SOURCE:
::::

Les Français, il y a un an, n'ont pas rejeté l'Europe. Ils ont exprimé leurs inquiétudes face à une construction européenne qui s'éloignait trop souvent de leurs préoccupations quotidiennes. Aujourd'hui, ils attendent de l'Union européenne des actions concrètes, lisibles et tangibles. Ils veulent que l'Europe leur dise ce qu'elle est, ce qu'elle veut et où elle va.
Aujourd'hui, j'en suis profondément convaincu : les raisons d'espérer ne manquent pas. S'il existe, en France, une exigence d'Europe qui doit nous inciter à poursuivre inlassablement l'action entreprise, il existe aussi, en Europe, une véritable force de proposition française. J'ai l'occasion de le constater, lors de mes déplacements : la voix de la France reste attendue, espérée, respectée.
Le gouvernement français n'a pas perdu de temps. Il a été en initiative très rapidement pour tisser de nouveaux liens entre l'Europe et les citoyens, et pour établir un nouveau "contrat de confiance". Nous avons d'abord encouragé l'Union européenne à prendre l'initiative, là où elle est le plus susceptible d'être efficace : c'est l'Europe concrète, l'Europe des projets, dans la ligne des orientations définies par le Premier ministre dans son discours à l'Université Humboldt à Berlin. Enfin, pour que les Français ne puissent plus jamais avoir le sentiment inacceptable d'une Europe qui se construirait sans eux, nous avons décidé de les associer plus systématiquement aux décisions importantes, comme les futurs élargissements.
Malgré les obstacles et en dépit d'un certain discours défaitiste, ce gouvernement agit pour une Europe tournée vers l'avenir, capable de se donner en particulier les moyens d'une véritable politique de la recherche et des technologies. Ainsi, pour la période 2007-2013, ce sont près de 50 milliards d'euros qui financeront le programme européen pluriannuel de recherche, auxquels il convient d'ajouter, sur l'initiative du président de la République, la facilité qui sera gérée par la Banque européenne d'Investissements et qui pourra financer jusqu'à 30 milliards d'investissements. Cette mobilisation offre un démenti à ceux qui prétendent que l'Europe n'investit pas pour l'avenir de nos enfants.
Les projets technologiques européens manifestent ainsi le choix d'une Europe politique forte, en prise avec les réalités et le monde de demain. Je pense à GALILEO - le GPS européen, réussite emblématique de l'Europe et de son autonomie - à ITER pour l'énergie du futur, ainsi qu'aux projets lancés au dernier Conseil des ministres franco-allemand, comme le moteur de recherche européen QUAERO.

::::

[Enregistrements issus d'une collection]
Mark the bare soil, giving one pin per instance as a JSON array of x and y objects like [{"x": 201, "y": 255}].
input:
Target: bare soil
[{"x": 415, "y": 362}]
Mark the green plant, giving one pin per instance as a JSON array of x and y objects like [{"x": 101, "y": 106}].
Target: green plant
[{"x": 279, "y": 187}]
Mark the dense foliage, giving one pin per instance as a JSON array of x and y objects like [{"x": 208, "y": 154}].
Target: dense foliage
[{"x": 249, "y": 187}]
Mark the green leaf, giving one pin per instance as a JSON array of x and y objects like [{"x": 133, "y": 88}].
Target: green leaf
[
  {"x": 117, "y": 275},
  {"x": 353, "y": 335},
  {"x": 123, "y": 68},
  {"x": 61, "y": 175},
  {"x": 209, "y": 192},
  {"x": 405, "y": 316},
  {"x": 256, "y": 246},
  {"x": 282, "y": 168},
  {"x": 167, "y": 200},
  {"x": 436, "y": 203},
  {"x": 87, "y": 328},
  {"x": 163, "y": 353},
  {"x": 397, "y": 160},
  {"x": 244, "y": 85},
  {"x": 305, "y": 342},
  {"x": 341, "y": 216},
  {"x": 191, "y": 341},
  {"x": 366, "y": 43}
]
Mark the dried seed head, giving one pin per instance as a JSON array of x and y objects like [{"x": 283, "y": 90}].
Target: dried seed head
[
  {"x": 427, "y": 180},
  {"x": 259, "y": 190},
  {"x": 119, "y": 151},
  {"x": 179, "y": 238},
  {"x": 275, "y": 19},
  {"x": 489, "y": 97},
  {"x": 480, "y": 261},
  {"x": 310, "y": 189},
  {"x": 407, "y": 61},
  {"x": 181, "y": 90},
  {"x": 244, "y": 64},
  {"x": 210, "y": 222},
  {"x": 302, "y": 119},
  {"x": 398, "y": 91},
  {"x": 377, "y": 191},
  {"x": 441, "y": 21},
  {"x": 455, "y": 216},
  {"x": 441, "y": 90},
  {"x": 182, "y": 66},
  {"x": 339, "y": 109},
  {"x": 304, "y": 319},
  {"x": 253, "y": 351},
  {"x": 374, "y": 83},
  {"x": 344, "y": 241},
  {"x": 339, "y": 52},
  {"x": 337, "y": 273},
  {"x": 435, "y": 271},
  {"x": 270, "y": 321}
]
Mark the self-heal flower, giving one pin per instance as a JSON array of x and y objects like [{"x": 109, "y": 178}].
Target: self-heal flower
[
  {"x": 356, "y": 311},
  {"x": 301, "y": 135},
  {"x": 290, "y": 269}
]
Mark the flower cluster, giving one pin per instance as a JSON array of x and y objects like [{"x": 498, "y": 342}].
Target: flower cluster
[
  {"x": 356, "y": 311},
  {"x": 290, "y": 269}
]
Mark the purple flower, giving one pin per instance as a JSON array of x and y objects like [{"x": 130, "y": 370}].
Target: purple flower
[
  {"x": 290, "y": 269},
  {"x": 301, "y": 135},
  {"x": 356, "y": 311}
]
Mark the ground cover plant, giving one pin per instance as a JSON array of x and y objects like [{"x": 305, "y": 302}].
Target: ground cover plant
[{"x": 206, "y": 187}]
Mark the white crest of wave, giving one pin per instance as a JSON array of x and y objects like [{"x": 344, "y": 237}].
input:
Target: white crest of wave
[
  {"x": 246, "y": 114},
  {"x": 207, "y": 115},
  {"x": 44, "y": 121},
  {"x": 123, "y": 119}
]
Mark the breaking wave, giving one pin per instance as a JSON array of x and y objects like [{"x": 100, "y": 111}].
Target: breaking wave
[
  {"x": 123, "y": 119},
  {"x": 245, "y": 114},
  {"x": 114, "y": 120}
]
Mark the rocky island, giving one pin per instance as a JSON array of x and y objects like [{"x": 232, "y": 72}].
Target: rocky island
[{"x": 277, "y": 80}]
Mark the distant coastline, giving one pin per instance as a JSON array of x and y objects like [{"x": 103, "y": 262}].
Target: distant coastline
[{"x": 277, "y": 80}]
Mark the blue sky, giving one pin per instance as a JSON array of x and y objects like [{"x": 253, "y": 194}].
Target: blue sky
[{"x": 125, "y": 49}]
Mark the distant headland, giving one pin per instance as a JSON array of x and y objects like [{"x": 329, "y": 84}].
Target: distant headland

::::

TRAVAIL À FAIRE:
- a) Recopiez le passage du texte situé entre « Aujourd'hui, j'en suis » et « attendue, espérée, respectée. », ces deux extraits inclus.
- b) D'après le texte, quel montant financera le programme européen pluriannuel de recherche pour la période 2007-2013 ?
Appuyez-vous uniquement sur le texte.

RÉPONSES PAR CONSIGNE:
- a)
Aujourd'hui, j'en suis profondément convaincu : les raisons d'espérer ne manquent pas. S'il existe, en France, une exigence d'Europe qui doit nous inciter à poursuivre inlassablement l'action entreprise, il existe aussi, en Europe, une véritable force de proposition française. J'ai l'occasion de le constater, lors de mes déplacements : la voix de la France reste attendue, espérée, respectée.

- b) Près de 50 milliards d'euros.